(Assignment)
Print the lines in the listing below that fall between the line with "point: deer eye" and the line with "point: antler -- one", those two lines included, exactly as they stand and with nothing else.
=-=-=-=-=
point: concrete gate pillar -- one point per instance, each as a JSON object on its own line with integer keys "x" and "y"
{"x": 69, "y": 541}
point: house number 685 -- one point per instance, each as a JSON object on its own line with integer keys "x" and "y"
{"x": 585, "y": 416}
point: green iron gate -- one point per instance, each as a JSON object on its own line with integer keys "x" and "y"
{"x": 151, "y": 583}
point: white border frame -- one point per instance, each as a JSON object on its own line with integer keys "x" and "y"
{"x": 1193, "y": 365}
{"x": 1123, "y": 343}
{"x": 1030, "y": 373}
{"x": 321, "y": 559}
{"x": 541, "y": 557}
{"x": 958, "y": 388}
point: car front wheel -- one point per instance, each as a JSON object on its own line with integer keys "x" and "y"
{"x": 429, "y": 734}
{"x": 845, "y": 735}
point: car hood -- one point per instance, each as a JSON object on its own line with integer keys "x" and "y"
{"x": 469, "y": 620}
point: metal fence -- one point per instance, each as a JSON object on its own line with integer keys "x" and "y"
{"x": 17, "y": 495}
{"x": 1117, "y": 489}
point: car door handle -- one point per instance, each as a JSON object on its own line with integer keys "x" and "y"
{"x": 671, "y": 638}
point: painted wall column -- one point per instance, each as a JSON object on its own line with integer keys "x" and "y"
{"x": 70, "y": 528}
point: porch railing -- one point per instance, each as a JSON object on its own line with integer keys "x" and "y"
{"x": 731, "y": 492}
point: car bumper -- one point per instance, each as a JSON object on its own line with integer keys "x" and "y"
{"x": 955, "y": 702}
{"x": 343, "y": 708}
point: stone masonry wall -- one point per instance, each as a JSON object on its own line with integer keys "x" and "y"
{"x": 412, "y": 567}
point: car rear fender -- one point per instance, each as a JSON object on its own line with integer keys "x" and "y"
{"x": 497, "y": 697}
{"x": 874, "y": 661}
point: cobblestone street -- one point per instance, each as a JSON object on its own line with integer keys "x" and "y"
=-=-=-=-=
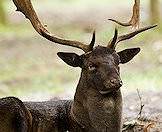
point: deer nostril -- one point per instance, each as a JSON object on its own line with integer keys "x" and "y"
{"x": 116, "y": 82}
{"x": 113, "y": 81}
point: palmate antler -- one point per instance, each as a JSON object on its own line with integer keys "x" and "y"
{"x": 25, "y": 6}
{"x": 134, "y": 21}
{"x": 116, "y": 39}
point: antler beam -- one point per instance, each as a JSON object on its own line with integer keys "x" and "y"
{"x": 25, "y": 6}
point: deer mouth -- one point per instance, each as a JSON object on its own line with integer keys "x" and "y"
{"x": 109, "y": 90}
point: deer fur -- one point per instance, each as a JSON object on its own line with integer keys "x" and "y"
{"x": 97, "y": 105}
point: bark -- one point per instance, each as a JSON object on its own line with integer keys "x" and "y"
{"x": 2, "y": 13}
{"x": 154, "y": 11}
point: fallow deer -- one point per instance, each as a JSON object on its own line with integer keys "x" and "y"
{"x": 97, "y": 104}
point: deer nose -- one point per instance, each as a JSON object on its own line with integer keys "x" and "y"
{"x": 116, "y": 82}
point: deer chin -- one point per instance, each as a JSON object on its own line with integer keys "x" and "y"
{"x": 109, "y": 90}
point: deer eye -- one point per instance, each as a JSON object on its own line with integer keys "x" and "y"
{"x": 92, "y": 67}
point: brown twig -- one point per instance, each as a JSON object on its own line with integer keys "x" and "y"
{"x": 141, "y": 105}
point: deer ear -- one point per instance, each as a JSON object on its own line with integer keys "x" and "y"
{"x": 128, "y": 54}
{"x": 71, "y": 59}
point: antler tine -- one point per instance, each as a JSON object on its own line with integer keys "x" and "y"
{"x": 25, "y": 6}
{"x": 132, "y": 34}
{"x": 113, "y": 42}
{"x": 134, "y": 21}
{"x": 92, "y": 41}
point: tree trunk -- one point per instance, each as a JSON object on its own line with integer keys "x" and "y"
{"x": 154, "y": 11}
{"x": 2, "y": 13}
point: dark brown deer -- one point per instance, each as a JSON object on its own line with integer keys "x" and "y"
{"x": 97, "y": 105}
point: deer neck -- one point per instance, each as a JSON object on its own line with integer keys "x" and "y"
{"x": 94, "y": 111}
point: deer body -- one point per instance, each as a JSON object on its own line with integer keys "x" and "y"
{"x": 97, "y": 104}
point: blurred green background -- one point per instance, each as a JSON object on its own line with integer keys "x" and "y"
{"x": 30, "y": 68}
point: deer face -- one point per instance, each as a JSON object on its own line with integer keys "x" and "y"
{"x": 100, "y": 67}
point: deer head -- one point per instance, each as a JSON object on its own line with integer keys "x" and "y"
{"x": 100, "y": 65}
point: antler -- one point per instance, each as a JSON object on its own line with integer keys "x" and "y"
=-=-=-=-=
(Response to this task)
point: deer eye -- one point per instance, each as a JSON object on its own line with integer keys "x" and "y"
{"x": 92, "y": 67}
point: brown twig -- one point per instance, each as a JSON object on its own line with integer keys "x" and "y"
{"x": 141, "y": 105}
point: deer ear -- one point per instance, each as a JSON object on its own line with integer keys "x" and "y"
{"x": 128, "y": 54}
{"x": 71, "y": 59}
point: antler tine -- one point per instance, each as a JSON object on its own line with integer keys "x" and "y"
{"x": 25, "y": 6}
{"x": 132, "y": 34}
{"x": 113, "y": 42}
{"x": 134, "y": 21}
{"x": 92, "y": 41}
point: tree trunk -- one point per instance, each as a JSON object on its own line with integer keys "x" and "y"
{"x": 154, "y": 11}
{"x": 2, "y": 13}
point: dark brown deer -- one point per instance, each as a JSON object on its own line with integer keys "x" and "y"
{"x": 97, "y": 105}
point: deer neck -- one point per instance, each as a JSON object on its own line with integer keys "x" and "y"
{"x": 94, "y": 111}
point: deer body -- one point per instance, each as a JSON object on its own line with integer keys "x" and "y"
{"x": 97, "y": 104}
point: blurred green background -- one point per instance, each as a JSON object on its own line with integer keys "x" and "y"
{"x": 30, "y": 68}
point: deer face -- one point per instance, each as a JSON object on its own line with integer keys "x" and "y"
{"x": 100, "y": 67}
point: deer head -- one point per instance, each as a JSON object on its own line with integer keys "x" and "y"
{"x": 100, "y": 65}
point: antler -- one point per instance, each as a JSON object on its own line with integer keys "x" and "y"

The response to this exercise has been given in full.